◆ **Provided information**:
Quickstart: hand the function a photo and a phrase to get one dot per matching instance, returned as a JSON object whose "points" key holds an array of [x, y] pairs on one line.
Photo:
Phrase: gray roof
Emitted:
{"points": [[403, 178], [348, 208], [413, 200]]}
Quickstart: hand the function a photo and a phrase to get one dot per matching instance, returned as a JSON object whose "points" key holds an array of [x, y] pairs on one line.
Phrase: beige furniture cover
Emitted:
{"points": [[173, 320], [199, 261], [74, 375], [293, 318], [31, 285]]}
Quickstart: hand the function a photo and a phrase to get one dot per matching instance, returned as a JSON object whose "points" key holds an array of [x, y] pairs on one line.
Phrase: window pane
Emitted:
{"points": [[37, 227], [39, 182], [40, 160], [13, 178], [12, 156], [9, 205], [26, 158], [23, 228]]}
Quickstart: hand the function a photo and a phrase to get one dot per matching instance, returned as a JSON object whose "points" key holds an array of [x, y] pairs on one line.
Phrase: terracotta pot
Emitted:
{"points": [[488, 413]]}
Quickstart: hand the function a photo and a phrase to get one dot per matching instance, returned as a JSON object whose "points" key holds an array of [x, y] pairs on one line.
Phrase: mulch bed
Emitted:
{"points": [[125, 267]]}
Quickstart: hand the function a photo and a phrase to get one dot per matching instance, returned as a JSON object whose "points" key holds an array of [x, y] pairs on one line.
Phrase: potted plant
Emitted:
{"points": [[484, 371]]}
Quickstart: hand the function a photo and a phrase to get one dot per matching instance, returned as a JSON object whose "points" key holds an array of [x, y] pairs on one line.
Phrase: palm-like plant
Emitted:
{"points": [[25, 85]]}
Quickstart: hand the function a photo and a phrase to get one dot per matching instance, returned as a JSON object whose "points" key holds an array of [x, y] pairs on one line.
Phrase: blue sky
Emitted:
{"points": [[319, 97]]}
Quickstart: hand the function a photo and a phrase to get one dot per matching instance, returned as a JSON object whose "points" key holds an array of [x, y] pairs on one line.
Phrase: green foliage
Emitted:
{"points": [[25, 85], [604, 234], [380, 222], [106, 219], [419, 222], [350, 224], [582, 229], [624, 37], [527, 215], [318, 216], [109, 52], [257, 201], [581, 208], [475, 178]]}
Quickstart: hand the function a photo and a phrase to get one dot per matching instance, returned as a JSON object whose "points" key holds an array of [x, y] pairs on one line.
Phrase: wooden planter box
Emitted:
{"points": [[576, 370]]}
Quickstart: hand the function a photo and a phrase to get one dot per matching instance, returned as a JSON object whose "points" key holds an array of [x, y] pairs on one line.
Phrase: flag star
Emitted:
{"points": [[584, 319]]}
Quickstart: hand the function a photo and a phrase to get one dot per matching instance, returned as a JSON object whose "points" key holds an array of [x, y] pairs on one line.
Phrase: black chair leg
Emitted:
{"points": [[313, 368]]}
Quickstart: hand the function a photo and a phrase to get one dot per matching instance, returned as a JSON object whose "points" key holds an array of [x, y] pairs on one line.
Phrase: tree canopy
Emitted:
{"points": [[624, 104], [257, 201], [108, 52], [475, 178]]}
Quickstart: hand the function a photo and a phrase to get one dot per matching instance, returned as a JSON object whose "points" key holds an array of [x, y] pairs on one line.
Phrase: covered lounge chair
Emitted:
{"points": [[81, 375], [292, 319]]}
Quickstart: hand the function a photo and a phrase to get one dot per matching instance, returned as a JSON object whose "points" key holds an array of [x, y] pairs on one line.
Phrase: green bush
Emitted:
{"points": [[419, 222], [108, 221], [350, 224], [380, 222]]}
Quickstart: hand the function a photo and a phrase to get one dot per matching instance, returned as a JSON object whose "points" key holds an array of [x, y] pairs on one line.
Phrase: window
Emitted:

◆ **What is required**: For this exercise, repeat the data above exactly.

◆ **Response to the exercise**:
Quickstart: hand the function a photo and a phrase to get one dot per matching instance, returned as a JSON object whose "points" key holds an array of [x, y] pairs on one line.
Photo:
Phrase: gray roof
Emitted:
{"points": [[403, 178], [348, 208], [413, 200]]}
Quickstart: hand the function a photo and a phrase to get one dot per matching instance, returned as a JSON object whose "points" key holds an array of [x, y] pairs on one line.
Phrase: beige furniture cover
Emitted:
{"points": [[173, 320], [199, 261], [74, 375], [293, 318], [31, 285]]}
Quickstart: hand the function a photo and a phrase to get one dot per matching instance, returned as a JSON object whose "points" key holds an array of [x, y] pairs on one line.
Phrase: window pane
Emitted:
{"points": [[37, 227], [39, 182], [40, 160], [13, 178], [12, 156], [9, 205], [26, 158], [23, 228]]}
Quickstart: hand the function a photo and a phrase to get one dot per matching instance, returned as a JSON object whose "points" key holds an array of [x, y] pairs on one line.
Phrase: terracotta pot
Emitted:
{"points": [[488, 413]]}
Quickstart: hand the function a photo and a phrase to get one dot per matching instance, returned as a JSON object whose "points" key holds an array of [x, y] pairs on one line.
Phrase: mulch bed
Emitted:
{"points": [[125, 267]]}
Quickstart: hand the function a photo and a phrase to get one dot per matching instance, returned as a JSON object whose "points" key holds an array of [x, y] pairs on one line.
Phrase: potted plant
Emitted:
{"points": [[484, 371]]}
Quickstart: hand the function a photo and a phrase to get one dot per matching instance, returned as a JSON object whose "points" key holds an array of [x, y] pairs on one line.
Phrase: palm-like plant
Emitted:
{"points": [[25, 85]]}
Quickstart: hand the function a photo and a phrase to get one dot per matching instance, returned as a JSON object whose "points" key holds an array of [x, y] pairs on one line.
Phrase: blue sky
Emitted:
{"points": [[319, 97]]}
Quickstart: hand the function a photo and a phrase to get one dot per matching instance, returned as a JSON object whose "points" key holds an array of [x, y] pairs on one line.
Phrase: green foliage
Emitted:
{"points": [[25, 85], [604, 234], [380, 222], [106, 219], [419, 222], [350, 224], [582, 229], [624, 37], [527, 215], [318, 216], [109, 52], [257, 201], [581, 208], [475, 178]]}
Quickstart: hand the function a photo and a phrase to get one dot per matching instance, returned as a JSON object whose "points" key holds an array of [x, y] pairs on one line.
Phrase: wooden planter box
Emitted:
{"points": [[576, 370]]}
Quickstart: hand the function a photo and a phrase to get one dot per matching instance, returned as a JSON object whose "points" key holds an array of [x, y] pairs on one line.
Phrase: flag star
Emitted:
{"points": [[584, 319]]}
Quickstart: hand the function a photo and a phrase to get one dot per matching instance, returned as a JSON object whose "points" key holds an array of [x, y] pairs on one line.
Phrase: black chair leg
Emitted:
{"points": [[313, 368]]}
Quickstart: hand the function a photo and a phrase to get one dot per matching instance, returned as a JSON object whose "points" key holds an array of [x, y] pairs on one line.
Phrase: tree canopy
Emitted:
{"points": [[624, 104], [257, 201], [108, 52], [475, 178]]}
Quickstart: hand the function a photo and a phrase to get one dot per matching instance, returned as a JSON object whose "points" key holds an array of [x, y] pairs on one line.
Phrase: covered lounge chair
Emitted:
{"points": [[81, 375], [292, 319]]}
Quickstart: hand the function a photo and a phrase to get one dot per matching instance, returned as a JSON object whose "points" key holds an array of [x, y] pairs on one line.
Phrase: green bush
Emitted:
{"points": [[419, 222], [108, 221], [350, 224], [380, 222]]}
Quickstart: hand the function a photo and a phrase to get one dot per matching instance, returned as a JSON object whose "points" key holds an array of [x, y] pairs on one line.
Phrase: window
Emitted:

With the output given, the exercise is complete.